* [What is asked]: Put the lines of the listing below, from the line containing "Given the scene above, your job is to locate the woman" through the line containing "[169,179,177,188]", into a Markdown table with the columns Row and Line. Skip blank lines.

* [Entries shown]:
----------
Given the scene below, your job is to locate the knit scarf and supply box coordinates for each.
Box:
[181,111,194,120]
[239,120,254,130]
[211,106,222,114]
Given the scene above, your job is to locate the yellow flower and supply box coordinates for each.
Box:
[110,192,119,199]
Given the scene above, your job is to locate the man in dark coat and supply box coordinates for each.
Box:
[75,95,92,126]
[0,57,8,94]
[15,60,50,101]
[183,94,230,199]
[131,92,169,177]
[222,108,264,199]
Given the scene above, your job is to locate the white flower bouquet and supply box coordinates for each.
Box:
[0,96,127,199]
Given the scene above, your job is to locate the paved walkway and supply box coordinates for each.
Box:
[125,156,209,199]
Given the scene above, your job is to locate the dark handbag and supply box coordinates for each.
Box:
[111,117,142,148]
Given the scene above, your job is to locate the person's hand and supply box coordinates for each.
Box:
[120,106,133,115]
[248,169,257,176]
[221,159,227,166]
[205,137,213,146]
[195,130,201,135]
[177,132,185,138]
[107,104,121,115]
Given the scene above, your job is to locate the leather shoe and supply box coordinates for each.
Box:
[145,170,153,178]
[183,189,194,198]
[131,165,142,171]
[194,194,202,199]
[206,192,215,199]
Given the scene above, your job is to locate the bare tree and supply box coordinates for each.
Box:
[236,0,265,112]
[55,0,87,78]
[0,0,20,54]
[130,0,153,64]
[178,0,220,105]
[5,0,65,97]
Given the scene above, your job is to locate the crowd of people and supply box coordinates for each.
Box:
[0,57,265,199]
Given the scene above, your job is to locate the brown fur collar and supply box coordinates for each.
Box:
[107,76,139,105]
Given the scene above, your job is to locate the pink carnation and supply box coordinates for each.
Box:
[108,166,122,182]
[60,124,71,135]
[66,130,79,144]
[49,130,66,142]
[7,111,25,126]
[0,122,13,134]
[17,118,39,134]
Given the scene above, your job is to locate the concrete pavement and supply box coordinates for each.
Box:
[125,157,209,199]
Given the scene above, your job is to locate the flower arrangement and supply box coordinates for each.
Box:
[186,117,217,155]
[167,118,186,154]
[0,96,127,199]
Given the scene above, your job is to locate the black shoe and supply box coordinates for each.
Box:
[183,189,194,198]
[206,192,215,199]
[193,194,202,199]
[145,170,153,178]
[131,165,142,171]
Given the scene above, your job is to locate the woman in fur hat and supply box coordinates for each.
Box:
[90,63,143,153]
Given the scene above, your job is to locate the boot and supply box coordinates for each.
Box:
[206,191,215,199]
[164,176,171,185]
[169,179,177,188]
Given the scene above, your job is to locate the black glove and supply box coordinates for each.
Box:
----------
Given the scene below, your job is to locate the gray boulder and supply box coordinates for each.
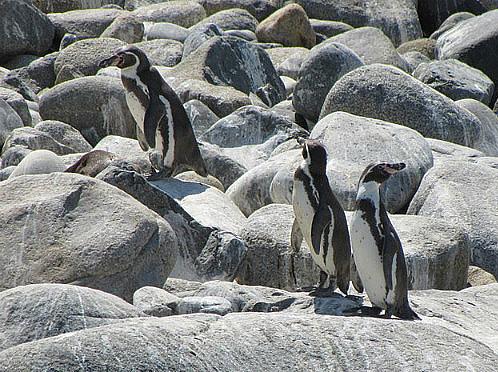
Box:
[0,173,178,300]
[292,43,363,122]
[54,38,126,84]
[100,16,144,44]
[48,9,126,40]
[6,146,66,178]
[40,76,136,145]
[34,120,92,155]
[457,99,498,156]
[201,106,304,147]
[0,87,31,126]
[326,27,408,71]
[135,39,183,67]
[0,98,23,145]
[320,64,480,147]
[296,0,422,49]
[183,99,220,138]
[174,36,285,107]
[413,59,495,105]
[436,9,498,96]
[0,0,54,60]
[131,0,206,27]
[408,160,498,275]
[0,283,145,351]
----------
* [Full output]:
| Row | Line |
|---|---|
| 1 | Given the scene above, your job is to locate the woman in fur hat and supply box coordinates for each. |
| 2 | Box: |
| 3 | [90,63,143,153] |
| 4 | Given the scene above, your job is to locate the boot and supply box coordinates for each. |
| 5 | Box: |
| 6 | [206,191,215,199] |
| 7 | [164,176,171,185] |
| 8 | [169,179,177,188] |